[WHAT IS NEEDED] Retype all of the data below, keeping every line and character unchanged.

━━ DATA FOR THIS TASK

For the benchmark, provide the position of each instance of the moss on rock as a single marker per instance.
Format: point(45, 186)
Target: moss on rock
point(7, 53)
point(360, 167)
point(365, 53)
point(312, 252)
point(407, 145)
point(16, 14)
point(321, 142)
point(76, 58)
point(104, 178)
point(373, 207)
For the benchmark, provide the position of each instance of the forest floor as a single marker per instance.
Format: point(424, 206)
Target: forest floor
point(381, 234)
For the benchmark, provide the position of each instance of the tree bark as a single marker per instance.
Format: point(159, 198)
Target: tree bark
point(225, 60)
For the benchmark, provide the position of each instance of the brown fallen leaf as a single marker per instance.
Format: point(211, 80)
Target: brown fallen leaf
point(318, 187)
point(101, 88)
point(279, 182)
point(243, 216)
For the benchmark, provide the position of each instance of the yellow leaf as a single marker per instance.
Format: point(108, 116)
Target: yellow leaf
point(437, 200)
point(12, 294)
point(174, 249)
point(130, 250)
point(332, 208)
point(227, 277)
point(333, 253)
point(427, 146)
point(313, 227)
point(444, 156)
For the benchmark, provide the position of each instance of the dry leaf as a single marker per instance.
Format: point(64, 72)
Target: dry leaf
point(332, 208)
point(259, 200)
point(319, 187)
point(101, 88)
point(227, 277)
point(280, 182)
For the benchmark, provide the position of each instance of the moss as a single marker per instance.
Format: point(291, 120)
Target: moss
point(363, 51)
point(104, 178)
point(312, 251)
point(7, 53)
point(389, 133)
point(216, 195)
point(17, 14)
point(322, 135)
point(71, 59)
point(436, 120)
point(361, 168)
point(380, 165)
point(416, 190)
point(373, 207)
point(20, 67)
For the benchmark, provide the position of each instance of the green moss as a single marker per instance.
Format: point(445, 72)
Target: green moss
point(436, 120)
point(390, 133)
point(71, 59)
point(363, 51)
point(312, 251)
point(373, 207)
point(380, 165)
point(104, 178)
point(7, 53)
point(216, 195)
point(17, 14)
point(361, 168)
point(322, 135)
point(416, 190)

━━━━

[RESULT FOR THIS TASK]
For the benchmark, provide the position of each instance of the moss on rock as a single marker per instance.
Format: point(45, 186)
Target: moss on rock
point(7, 53)
point(360, 167)
point(365, 53)
point(312, 252)
point(407, 145)
point(16, 14)
point(321, 142)
point(76, 58)
point(104, 178)
point(373, 207)
For the benchmark, provide the position of each instance of the forest floor as a single marker per instance.
Format: point(424, 206)
Target: forest floor
point(381, 234)
For the benchmark, provide the position of each instance of the tree bark as a single marker per instance.
Format: point(159, 198)
Target: tree bark
point(225, 60)
For the benchmark, provide the position of each instance of the brown fallen leaf as a single marker per instance.
Format: point(211, 80)
Target: brown fallen leaf
point(318, 187)
point(101, 88)
point(279, 182)
point(243, 216)
For the benchmark, provide the position of each instance of the yellow leaf as a single marker per instance.
Format: point(108, 116)
Target: yellow leaf
point(437, 200)
point(12, 294)
point(174, 249)
point(130, 250)
point(332, 208)
point(227, 277)
point(333, 253)
point(427, 146)
point(313, 227)
point(444, 156)
For the benchmark, provide the position of each instance of the dry leaf as a single marker per instance.
Format: point(64, 72)
Target: dry leaf
point(332, 208)
point(259, 200)
point(319, 187)
point(101, 88)
point(227, 277)
point(280, 182)
For the benchmark, provide the position of each instance of the moss as a single marker per instance.
Format: point(291, 120)
Target: moss
point(363, 51)
point(104, 178)
point(312, 251)
point(7, 53)
point(389, 133)
point(216, 195)
point(17, 14)
point(322, 135)
point(71, 59)
point(436, 120)
point(361, 168)
point(380, 165)
point(416, 190)
point(373, 207)
point(20, 67)
For the benchmark, provide the position of each instance of the green moss as a single marker per instance.
Format: point(445, 72)
Target: green moss
point(436, 120)
point(390, 133)
point(71, 59)
point(363, 51)
point(312, 251)
point(373, 207)
point(380, 165)
point(104, 178)
point(7, 53)
point(216, 195)
point(17, 14)
point(361, 168)
point(322, 135)
point(416, 190)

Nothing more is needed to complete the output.